» JOB A:
In the mailing list post about compound fop design, what sentinel value do the examples use?

» TEXT TO READ:

[Gluster-devel] compound fop design first cut
Pranith Kumar Karampuri
pkarampu at redhat.com
Wed Dec 9 06:14:52 UTC 2015
On 12/09/2015 06:37 AM, Vijay Bellur wrote:
> On 12/08/2015 03:45 PM, Jeff Darcy wrote:
>>
>>
>>
>> On December 8, 2015 at 12:53:04 PM, Ira Cooper (ira at redhat.com) wrote:
>>> Raghavendra Gowdappa writes:
>>> I propose that we define a "compound op" that contains ops.
>>>
>>> Within each op, there are fields that can be "inherited" from the
>>> previous op, via use of a sentinel value.
>>>
>>> Sentinel is -1, for all of these examples.
>>>
>>> So:
>>>
>>> LOOKUP (1, "foo") (Sets the gfid value to be picked up by
>>> compounding, 1
>>> is the root directory, as a gfid, by convention.)
>>> OPEN(-1, O_RDWR) (Uses the gfid value, sets the glfd compound value.)
>>> WRITE(-1, "foo", 3) (Uses the glfd compound value.)
>>> CLOSE(-1) (Uses the glfd compound value)
>>
>> So, basically, what the programming-language types would call futures
>> and promises. It’s a good and well studied concept, which is necessary
>> to solve the second-order problem of how to specify an argument in
>> sub-operation N+1 that’s not known until sub-operation N completes.
>>
>> To be honest, some of the highly general approaches suggested here scare
>> me too. Wrapping up the arguments for one sub-operation in xdata for
>> another would get pretty hairy if we ever try to go beyond two
>> sub-operations and have to nest sub-operation #3’s args within
>> sub-operation #2’s xdata which is itself encoded within sub-operation
>> #1’s xdata. There’s also not much clarity about how to handle errors in
>> that model. Encoding N sub-operations’ arguments in a linear structure
>> as Shyam proposes seems a bit cleaner that way. If I were to continue
>> down that route I’d suggest just having start_compound and end-compound
>> fops, plus an extra field (or by-convention xdata key) that either the
>> client-side or server-side translator could use to build whatever
>> structure it wants and schedule sub-operations however it wants.

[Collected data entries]
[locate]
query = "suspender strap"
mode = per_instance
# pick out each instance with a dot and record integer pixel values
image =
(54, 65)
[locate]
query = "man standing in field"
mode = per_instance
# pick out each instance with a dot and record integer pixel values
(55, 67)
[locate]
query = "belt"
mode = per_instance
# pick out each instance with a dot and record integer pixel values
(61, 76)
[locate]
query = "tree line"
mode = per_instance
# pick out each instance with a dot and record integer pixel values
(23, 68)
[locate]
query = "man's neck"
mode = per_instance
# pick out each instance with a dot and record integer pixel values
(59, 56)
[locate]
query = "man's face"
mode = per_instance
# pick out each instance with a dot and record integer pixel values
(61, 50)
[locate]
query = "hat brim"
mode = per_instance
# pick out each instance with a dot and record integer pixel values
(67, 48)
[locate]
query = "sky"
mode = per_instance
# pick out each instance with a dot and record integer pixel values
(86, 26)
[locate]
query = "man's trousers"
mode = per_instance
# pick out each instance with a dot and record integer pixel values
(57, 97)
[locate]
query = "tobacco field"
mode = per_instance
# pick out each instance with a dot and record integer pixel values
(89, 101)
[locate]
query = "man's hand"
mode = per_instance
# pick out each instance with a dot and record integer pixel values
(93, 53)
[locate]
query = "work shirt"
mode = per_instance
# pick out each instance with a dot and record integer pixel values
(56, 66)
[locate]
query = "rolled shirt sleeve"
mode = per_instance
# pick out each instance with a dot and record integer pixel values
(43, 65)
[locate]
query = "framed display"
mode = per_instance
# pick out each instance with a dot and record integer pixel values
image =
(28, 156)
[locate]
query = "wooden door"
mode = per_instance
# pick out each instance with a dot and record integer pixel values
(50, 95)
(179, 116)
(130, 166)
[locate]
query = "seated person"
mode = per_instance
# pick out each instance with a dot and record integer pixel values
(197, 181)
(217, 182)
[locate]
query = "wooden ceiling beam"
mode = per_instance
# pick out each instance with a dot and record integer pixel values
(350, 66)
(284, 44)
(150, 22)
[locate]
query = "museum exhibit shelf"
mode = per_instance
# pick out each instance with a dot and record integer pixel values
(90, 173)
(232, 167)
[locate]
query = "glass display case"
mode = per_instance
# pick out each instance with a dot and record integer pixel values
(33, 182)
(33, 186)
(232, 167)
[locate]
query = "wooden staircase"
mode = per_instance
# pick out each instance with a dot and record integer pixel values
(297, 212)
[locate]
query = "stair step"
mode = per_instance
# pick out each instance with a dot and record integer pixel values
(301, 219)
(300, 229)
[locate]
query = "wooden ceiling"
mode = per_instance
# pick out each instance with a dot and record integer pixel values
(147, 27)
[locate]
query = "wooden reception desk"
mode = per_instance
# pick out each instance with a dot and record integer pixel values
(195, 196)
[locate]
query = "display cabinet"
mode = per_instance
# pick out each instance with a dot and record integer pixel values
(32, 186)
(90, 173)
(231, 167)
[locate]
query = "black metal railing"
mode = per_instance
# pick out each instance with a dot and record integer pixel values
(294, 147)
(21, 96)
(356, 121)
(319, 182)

» JOB B:
From the listing, copy out each line that contains the string "display", matching upper and lower case exactly.

» RESULT A:
The sentinel value is -1.

» RESULT B:
query = "framed display"
query = "glass display case"
query = "display cabinet"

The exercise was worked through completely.